*** GIVEN RECORDS Section Begins ***
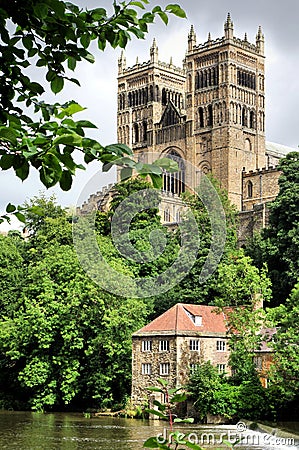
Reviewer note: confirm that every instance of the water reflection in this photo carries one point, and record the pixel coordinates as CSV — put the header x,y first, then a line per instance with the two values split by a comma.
x,y
32,431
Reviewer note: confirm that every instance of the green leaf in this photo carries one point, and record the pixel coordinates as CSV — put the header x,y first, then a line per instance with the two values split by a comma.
x,y
32,52
85,40
156,413
8,134
10,208
154,389
27,42
23,171
66,180
71,63
176,10
41,10
163,16
126,173
86,124
68,139
118,149
98,13
57,84
177,398
89,57
71,109
138,4
20,217
6,161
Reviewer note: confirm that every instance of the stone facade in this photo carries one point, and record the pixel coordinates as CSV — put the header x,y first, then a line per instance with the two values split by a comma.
x,y
184,336
210,113
209,116
172,345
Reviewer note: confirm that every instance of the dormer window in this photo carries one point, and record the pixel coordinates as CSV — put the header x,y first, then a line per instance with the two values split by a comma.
x,y
198,321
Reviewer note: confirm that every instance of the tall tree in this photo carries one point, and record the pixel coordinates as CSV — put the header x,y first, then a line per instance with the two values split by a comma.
x,y
278,245
285,370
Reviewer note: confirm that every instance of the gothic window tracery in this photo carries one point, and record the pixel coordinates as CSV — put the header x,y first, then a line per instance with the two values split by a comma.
x,y
249,189
175,182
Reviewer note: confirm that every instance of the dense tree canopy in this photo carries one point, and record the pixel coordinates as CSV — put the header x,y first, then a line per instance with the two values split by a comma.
*** GIVEN RECORDS Section Ends ***
EXERCISE PROMPT =
Make an exact copy of the data above, pictures excluded.

WRITTEN ANSWER =
Reviewer note: confirm that every instance of the water reflection in this photo carries one point, and record the pixel coordinates as CSV — put the header x,y first, then a line per instance with the two values split by a comma.
x,y
32,431
Reviewer note: confirm that every instance of the green leaf in this photo carries one point, and record the pixel coordinates as CSV — put the header x,y first, then a line per instance with the two values split by a comma.
x,y
32,52
85,40
156,413
8,134
10,208
154,389
27,42
23,171
66,180
71,63
176,10
41,10
163,16
126,173
86,124
68,139
118,149
98,13
57,84
177,398
89,57
71,109
138,4
20,217
6,161
Reviewer note: confirm that every instance of the stone facade in this photo carries one point, and record the pixel coordinates as CSV — put the header x,y first, then a line per instance with the two values split by a comma.
x,y
184,336
210,113
209,116
172,345
Reviewer note: confirm that every instance of the dormer window in this photo carries one point, and record the pixel coordinates as CSV — put the header x,y first, then a line per instance with the two values split by a comma.
x,y
198,321
Reviewer note: confirm that every instance of the tall tree in this photo carries one point, and record the pixel coordinates as CSV — put the header x,y first, then a line per instance with the two values split by a comma.
x,y
278,245
285,370
Reviewer note: confirm that every instance of the gothic window tracery in this photo carries one point, and record the pixel coordinates as CSV — put the header x,y first, then a line per instance with the two values split by a comma.
x,y
249,189
175,182
Reviewer note: confirm that every instance of the dense tree canopy in this photo carries one point, and record the pixel coordinates as CSV — put the header x,y first, then a line per instance with the two values split by a comma.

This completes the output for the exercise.